## EXTRACT PROVIDED

Technology has radically changed in the three centuries since Chappe invented his system of telegraphy. Fiber optics and wireless communications make it possible to communicate almost instantaneously with people across the globe. But the blogosphere has resurrected the Frenchman's method of passing information by mirroring the messages of others.
Bloggers tend to be unfairly lumped into two distinct camps of “thinkers”, those who write original content, and linkers, those who simply link to other articles or blog posts. Few bloggers, however, are exclusively linkers or thinkers; most combine a mixed approach to blogging. But just as some bloggers tend to produce compelling, original analysis or thought-provoking opinion pieces, others have a gift for shepherding readers to the material that matters most.
...

A data block:
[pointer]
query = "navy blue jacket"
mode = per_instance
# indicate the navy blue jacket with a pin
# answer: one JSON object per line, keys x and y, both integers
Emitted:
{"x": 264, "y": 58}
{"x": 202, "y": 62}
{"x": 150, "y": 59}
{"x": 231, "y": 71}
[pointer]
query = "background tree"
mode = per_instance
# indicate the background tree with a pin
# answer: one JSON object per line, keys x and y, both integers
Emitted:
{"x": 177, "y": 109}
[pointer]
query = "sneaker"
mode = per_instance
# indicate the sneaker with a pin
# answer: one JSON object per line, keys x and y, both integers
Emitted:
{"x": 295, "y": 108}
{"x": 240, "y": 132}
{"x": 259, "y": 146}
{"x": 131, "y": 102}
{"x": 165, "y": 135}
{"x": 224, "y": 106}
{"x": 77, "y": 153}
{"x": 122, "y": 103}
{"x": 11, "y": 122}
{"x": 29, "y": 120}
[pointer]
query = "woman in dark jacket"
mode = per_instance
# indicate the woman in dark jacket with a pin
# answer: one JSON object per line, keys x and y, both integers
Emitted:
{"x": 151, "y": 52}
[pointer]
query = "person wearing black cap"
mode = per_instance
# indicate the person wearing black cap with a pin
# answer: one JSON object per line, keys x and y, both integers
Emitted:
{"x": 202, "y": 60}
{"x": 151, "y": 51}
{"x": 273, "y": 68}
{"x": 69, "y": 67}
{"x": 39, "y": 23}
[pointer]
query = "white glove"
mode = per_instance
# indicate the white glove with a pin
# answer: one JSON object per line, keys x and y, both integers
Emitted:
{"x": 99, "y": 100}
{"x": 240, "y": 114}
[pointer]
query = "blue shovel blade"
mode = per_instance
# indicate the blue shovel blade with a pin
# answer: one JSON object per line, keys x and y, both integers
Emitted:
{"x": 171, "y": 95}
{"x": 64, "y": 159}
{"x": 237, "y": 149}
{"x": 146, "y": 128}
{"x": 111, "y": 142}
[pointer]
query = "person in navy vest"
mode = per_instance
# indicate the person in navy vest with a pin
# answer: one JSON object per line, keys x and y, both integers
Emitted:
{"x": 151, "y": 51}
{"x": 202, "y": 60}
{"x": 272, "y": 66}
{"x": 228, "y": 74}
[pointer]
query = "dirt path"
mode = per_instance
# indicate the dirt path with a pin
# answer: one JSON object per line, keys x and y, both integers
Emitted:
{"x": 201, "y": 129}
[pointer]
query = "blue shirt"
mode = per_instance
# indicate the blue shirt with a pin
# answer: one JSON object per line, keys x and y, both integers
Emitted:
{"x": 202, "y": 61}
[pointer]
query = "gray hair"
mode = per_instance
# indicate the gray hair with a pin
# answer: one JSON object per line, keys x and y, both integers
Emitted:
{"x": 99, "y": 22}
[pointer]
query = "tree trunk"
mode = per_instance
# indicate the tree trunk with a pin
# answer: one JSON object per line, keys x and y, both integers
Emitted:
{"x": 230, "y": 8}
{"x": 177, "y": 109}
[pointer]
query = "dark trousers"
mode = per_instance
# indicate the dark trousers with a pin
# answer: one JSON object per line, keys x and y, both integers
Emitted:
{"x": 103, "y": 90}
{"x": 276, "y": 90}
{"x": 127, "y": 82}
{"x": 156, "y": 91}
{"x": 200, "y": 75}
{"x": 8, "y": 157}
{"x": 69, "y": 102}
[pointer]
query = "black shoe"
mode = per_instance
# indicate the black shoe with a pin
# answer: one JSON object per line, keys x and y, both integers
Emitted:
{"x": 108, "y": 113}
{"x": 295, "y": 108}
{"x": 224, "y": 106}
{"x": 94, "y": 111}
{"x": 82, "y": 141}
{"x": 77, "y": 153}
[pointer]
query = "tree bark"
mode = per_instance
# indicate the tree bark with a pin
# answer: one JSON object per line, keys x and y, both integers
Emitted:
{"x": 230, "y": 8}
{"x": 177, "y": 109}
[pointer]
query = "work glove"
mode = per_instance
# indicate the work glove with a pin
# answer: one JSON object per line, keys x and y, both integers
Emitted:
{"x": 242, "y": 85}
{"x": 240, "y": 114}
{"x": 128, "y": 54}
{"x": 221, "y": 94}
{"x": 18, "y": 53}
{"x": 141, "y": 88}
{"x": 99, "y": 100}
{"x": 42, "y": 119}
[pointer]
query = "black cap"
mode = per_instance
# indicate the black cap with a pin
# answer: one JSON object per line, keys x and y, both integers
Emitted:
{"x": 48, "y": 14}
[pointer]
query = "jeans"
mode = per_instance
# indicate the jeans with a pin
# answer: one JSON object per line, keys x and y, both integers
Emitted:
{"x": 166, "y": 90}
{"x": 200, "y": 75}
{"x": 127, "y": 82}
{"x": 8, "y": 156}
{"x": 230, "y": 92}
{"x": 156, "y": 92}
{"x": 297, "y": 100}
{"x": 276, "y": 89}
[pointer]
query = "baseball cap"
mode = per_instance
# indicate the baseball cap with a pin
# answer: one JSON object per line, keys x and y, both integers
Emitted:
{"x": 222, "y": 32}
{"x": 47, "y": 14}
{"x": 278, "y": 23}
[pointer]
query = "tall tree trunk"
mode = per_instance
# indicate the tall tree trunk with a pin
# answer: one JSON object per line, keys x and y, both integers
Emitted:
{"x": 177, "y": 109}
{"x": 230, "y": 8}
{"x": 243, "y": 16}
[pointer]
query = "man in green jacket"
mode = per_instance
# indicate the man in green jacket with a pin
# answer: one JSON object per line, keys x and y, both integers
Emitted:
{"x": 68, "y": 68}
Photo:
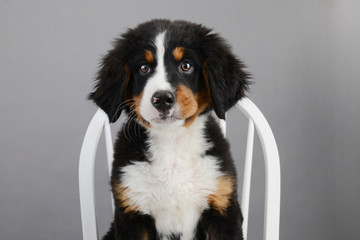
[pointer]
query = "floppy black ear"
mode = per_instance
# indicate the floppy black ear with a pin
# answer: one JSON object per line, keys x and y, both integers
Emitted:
{"x": 111, "y": 81}
{"x": 227, "y": 79}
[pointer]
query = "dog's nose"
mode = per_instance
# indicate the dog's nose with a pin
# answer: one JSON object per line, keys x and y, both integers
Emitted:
{"x": 163, "y": 100}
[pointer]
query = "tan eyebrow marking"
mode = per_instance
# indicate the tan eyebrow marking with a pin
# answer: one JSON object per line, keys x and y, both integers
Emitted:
{"x": 149, "y": 57}
{"x": 178, "y": 53}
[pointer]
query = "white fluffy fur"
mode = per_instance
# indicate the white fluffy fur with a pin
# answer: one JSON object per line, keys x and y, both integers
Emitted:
{"x": 173, "y": 187}
{"x": 156, "y": 83}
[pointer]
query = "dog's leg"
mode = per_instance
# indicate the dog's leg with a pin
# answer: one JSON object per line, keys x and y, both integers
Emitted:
{"x": 225, "y": 224}
{"x": 132, "y": 226}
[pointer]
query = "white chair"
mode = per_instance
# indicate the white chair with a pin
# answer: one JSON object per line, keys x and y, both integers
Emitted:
{"x": 272, "y": 168}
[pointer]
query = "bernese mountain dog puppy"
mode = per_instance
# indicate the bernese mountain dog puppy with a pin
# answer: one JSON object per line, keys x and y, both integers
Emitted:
{"x": 173, "y": 177}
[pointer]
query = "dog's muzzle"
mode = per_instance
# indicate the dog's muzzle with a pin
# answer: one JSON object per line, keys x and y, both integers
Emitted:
{"x": 163, "y": 101}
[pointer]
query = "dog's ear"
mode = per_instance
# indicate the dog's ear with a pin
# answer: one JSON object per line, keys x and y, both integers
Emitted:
{"x": 227, "y": 79}
{"x": 111, "y": 81}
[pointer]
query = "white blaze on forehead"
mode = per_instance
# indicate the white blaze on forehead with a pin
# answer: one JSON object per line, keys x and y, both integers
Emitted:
{"x": 157, "y": 82}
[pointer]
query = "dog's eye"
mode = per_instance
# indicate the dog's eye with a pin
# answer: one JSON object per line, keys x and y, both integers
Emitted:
{"x": 144, "y": 68}
{"x": 186, "y": 66}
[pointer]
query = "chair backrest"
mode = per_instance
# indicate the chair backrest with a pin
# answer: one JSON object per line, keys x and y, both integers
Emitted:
{"x": 257, "y": 121}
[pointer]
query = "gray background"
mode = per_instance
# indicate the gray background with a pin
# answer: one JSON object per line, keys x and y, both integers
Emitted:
{"x": 305, "y": 60}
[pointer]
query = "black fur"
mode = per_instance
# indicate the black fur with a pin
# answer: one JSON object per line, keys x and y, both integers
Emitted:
{"x": 118, "y": 79}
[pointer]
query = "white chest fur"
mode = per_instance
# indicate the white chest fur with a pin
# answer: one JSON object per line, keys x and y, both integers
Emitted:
{"x": 173, "y": 187}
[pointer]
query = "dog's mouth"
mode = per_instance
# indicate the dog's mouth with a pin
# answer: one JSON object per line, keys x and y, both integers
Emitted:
{"x": 165, "y": 118}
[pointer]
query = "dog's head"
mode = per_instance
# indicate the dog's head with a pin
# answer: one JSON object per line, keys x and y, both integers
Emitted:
{"x": 164, "y": 72}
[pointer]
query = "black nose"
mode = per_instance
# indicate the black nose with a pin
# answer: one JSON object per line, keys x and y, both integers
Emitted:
{"x": 163, "y": 100}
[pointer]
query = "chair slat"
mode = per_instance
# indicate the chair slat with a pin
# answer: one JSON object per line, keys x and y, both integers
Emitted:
{"x": 245, "y": 197}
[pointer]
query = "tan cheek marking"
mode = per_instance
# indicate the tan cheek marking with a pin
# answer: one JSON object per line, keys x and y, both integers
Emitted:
{"x": 136, "y": 108}
{"x": 220, "y": 200}
{"x": 121, "y": 194}
{"x": 187, "y": 102}
{"x": 203, "y": 100}
{"x": 178, "y": 53}
{"x": 149, "y": 57}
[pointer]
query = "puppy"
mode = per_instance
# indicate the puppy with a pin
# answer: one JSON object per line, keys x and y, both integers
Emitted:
{"x": 173, "y": 176}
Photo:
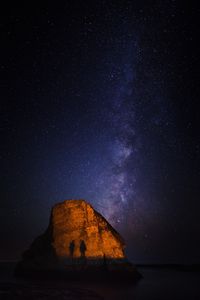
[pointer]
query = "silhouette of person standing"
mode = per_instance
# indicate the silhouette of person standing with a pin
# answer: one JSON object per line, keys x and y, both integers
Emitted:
{"x": 71, "y": 248}
{"x": 82, "y": 248}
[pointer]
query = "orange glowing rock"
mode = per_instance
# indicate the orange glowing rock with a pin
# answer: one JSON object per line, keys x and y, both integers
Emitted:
{"x": 78, "y": 242}
{"x": 76, "y": 223}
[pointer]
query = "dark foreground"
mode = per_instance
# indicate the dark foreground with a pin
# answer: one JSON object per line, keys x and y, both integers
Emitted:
{"x": 157, "y": 284}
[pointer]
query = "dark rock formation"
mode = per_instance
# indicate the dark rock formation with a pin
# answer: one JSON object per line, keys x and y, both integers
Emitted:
{"x": 77, "y": 242}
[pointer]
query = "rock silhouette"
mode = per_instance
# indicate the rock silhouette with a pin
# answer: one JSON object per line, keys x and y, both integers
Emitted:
{"x": 75, "y": 231}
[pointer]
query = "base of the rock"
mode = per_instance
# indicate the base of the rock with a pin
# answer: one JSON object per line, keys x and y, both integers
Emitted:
{"x": 125, "y": 272}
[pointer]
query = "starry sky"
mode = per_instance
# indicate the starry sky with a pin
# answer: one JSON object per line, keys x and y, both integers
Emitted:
{"x": 99, "y": 101}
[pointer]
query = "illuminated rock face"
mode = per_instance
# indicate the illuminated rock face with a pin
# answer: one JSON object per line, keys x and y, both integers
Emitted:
{"x": 78, "y": 244}
{"x": 78, "y": 230}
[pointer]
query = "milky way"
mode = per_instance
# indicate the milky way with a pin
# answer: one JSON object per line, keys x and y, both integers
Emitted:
{"x": 99, "y": 102}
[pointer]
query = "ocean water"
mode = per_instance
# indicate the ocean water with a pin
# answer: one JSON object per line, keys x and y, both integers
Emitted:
{"x": 157, "y": 284}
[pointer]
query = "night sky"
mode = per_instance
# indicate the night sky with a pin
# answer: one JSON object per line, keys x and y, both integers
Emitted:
{"x": 99, "y": 101}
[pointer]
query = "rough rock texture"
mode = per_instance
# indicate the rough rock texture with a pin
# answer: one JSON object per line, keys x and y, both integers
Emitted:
{"x": 79, "y": 239}
{"x": 75, "y": 221}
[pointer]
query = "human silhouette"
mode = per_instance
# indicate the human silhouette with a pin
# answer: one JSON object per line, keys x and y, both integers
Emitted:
{"x": 71, "y": 248}
{"x": 82, "y": 248}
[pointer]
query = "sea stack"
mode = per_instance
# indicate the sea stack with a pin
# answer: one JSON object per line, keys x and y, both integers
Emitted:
{"x": 78, "y": 240}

## WRITTEN PROBLEM A
Identify each line in the records that contains the string "glove", and copy those lines.
## WRITTEN PROBLEM B
Pick up the passage about bloggers as thinkers and linkers, continuing from its final sentence.

## TASK OUTPUT A
query = "white glove"
# indicate the white glove with a pin
query = "work glove"
# indicate the work glove with a pin

## TASK OUTPUT B
Though undervalued, linkers are even more essential to the health of the blogosphere than are thinkers. After all, the world is inundated with provocative ideas and punditry. But finding one’s way within the information avalanche requires what Hugh Hewitt calls “cyber-sherpas.” Talented linkers, however, do more than merely guide their readers to this information. They provide the value-added services of sifting through dozens or even hundred of blog posts, news updates, and magazine articles and sharing the handful that are worthy of attention. Like the tower operator’s in Chappe’s France, linkers provide the link between information and the reader.
I do look at that as my function. I wade through a lot of marginally interesting, uninteresting, and/or repetitive stuff in my daily reading and try to link only to things that are worth the time!
3 comments:
I, for one, like most of what you link to and I appreciate your efforts. I would miss the blog if it went away. We used to have to pay for the Readers Digest.
Thanks, notherbob2!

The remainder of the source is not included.